**What you will do**
In the records, take the span that opens with the line containing "Where can the gavel be" and closes with the line containing "x=13, y=150". Write out only that span, swapping "sound block" for "striking block" and leaving everything else unchanged.

[Start Records for processing]

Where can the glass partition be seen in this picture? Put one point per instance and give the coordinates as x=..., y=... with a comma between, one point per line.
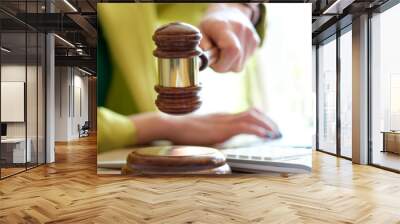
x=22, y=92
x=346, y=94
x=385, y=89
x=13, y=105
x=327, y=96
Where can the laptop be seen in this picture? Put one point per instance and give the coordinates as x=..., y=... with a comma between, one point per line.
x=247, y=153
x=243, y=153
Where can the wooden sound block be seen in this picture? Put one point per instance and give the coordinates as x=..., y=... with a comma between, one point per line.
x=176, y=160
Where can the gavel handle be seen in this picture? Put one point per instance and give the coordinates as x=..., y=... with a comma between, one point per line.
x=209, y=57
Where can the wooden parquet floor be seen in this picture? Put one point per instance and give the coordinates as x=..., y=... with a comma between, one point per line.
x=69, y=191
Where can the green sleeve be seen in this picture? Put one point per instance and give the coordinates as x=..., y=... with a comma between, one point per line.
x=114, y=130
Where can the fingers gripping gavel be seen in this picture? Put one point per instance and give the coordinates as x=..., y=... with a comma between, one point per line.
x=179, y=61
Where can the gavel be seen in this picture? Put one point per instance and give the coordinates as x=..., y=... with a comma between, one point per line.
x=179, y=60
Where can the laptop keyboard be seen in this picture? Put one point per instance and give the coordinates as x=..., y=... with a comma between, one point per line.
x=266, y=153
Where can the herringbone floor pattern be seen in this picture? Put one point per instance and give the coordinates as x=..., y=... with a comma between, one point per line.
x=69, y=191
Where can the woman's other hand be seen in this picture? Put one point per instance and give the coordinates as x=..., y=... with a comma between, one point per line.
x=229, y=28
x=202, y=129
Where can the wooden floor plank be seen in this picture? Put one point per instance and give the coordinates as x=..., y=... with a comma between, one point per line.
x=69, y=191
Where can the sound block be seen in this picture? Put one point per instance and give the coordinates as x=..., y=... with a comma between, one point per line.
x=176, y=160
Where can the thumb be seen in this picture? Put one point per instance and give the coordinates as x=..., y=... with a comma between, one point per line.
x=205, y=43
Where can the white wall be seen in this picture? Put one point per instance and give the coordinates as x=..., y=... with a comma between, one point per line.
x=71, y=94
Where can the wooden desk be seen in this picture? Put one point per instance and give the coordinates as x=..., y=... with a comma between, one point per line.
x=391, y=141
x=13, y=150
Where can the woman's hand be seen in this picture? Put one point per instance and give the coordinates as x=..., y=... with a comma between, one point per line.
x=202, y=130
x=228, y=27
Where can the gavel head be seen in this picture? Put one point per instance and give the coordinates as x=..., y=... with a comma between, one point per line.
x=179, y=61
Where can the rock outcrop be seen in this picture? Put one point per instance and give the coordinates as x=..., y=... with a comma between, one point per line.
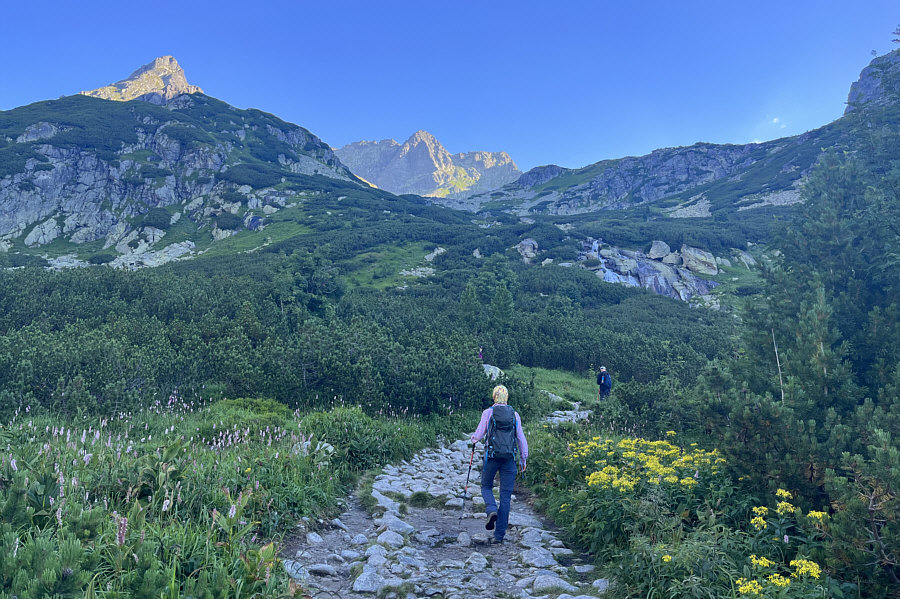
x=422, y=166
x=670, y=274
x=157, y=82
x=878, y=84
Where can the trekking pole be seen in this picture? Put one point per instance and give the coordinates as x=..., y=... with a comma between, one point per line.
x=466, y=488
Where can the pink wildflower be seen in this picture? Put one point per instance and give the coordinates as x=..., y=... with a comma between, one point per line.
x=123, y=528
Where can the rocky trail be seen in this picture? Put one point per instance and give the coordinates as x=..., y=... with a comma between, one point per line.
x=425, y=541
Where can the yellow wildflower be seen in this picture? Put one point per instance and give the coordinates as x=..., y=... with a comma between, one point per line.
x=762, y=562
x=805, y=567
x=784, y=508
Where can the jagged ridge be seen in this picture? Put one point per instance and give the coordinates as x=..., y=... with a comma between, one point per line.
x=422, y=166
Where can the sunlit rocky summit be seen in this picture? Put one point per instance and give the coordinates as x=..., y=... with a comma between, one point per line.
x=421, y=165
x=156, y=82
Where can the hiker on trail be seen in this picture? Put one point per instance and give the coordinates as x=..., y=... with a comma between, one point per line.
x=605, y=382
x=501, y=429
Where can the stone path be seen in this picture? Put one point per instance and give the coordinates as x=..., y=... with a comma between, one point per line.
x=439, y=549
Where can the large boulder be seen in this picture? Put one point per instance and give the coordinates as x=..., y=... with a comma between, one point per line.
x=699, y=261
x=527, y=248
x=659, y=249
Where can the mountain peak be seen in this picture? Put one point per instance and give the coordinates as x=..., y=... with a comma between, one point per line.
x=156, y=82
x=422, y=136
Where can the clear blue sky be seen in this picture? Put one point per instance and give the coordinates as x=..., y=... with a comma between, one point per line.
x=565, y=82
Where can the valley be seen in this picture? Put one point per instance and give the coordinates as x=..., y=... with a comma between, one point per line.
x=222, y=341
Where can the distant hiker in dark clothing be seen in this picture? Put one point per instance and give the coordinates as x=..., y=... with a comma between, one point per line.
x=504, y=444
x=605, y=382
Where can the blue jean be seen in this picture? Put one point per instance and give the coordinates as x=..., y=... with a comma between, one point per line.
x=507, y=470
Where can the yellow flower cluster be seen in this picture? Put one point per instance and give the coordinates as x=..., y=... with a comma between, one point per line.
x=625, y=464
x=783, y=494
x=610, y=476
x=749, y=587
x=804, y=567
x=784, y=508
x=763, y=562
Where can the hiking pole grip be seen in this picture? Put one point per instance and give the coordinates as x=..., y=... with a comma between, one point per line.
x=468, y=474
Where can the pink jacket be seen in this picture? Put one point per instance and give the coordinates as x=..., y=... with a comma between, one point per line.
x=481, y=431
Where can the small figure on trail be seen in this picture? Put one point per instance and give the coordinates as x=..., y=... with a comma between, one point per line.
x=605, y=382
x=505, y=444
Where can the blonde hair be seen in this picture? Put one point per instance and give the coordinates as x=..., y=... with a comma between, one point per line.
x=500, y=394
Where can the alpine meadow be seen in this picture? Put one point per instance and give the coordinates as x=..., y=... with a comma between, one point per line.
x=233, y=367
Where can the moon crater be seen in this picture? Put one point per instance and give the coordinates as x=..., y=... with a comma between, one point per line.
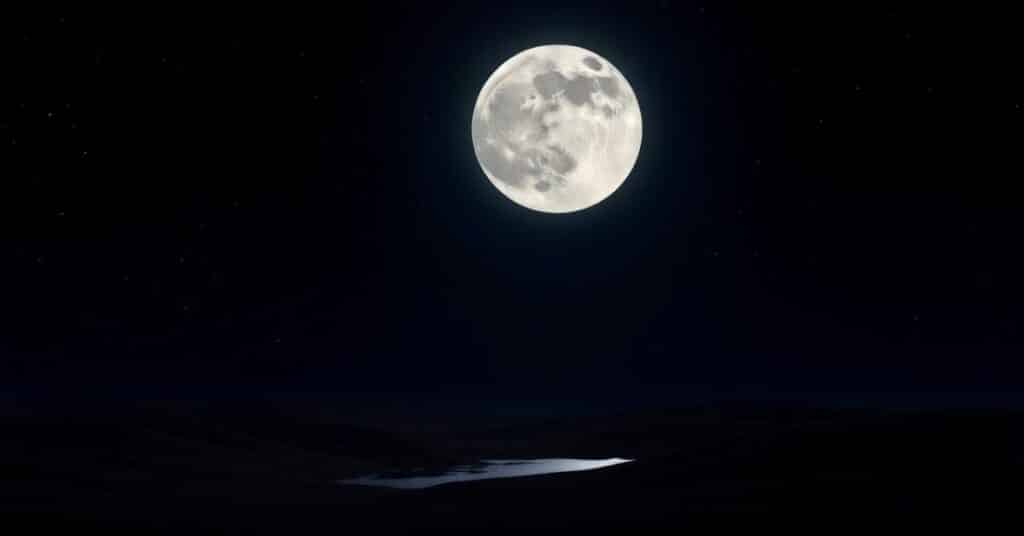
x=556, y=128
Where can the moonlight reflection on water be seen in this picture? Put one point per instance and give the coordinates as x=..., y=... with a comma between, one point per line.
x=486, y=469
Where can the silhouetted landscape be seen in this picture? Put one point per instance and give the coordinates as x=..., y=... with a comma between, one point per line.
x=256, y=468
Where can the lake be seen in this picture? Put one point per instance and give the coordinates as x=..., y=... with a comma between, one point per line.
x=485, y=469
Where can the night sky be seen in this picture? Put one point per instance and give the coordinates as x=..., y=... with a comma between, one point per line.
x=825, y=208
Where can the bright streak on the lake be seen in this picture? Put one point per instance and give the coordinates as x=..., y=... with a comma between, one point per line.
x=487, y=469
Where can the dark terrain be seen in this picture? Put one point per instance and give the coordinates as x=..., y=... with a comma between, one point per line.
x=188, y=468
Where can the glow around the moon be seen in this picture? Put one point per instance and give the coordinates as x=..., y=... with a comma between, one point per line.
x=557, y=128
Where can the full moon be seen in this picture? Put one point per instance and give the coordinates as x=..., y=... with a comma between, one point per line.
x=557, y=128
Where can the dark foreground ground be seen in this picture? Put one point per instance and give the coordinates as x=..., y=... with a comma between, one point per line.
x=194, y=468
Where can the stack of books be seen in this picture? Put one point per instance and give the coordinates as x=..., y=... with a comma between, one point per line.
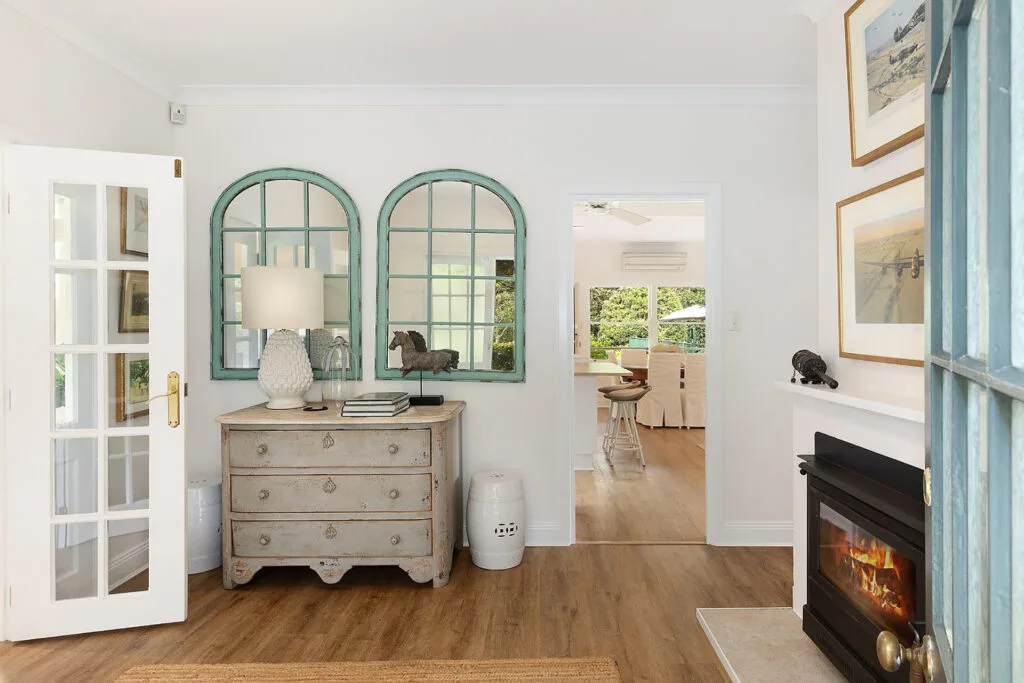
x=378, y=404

[End Records for processing]

**Answer to the task**
Where can the gavel be seen in this picture? Put one point per instance and give the coordinates as x=..., y=... with a comma between, one point per line.
x=179, y=60
Where can the laptop keyboard be seen in this picture? Put one point per instance and give the coordinates as x=..., y=... with a comma between, one point per line.
x=266, y=153
Where can the herringbone floor pattern be seen in this picture? Put one point per instance and give the coordinates as x=..., y=... with a comma between, one point per line.
x=69, y=191
Where can the woman's other hand be seen in this picture? Put one point per instance and give the coordinates as x=..., y=... with a comma between, one point per line.
x=229, y=28
x=202, y=129
Where can the wooden floor plank be seen in this picture? Put one point per instance and give the coordinates as x=..., y=... with a comma between, one point per line.
x=69, y=191
Where can the striking block be seen in this picture? Put one point per instance and give the coordinates as x=..., y=... with a comma between, one point per line.
x=176, y=160
Where can the thumb be seen in this picture? Put one point per instance and give the coordinates as x=..., y=... with a comma between, one point per line.
x=205, y=43
Where can the white wall be seen in this picture? Put one point per instance and give the coordinates as x=..., y=... with a comma between, one point per line.
x=71, y=94
Where can the wooden desk be seen in this picture? Put one point per instance and give the coordinates as x=..., y=... with a comma between, one point per line.
x=391, y=141
x=13, y=150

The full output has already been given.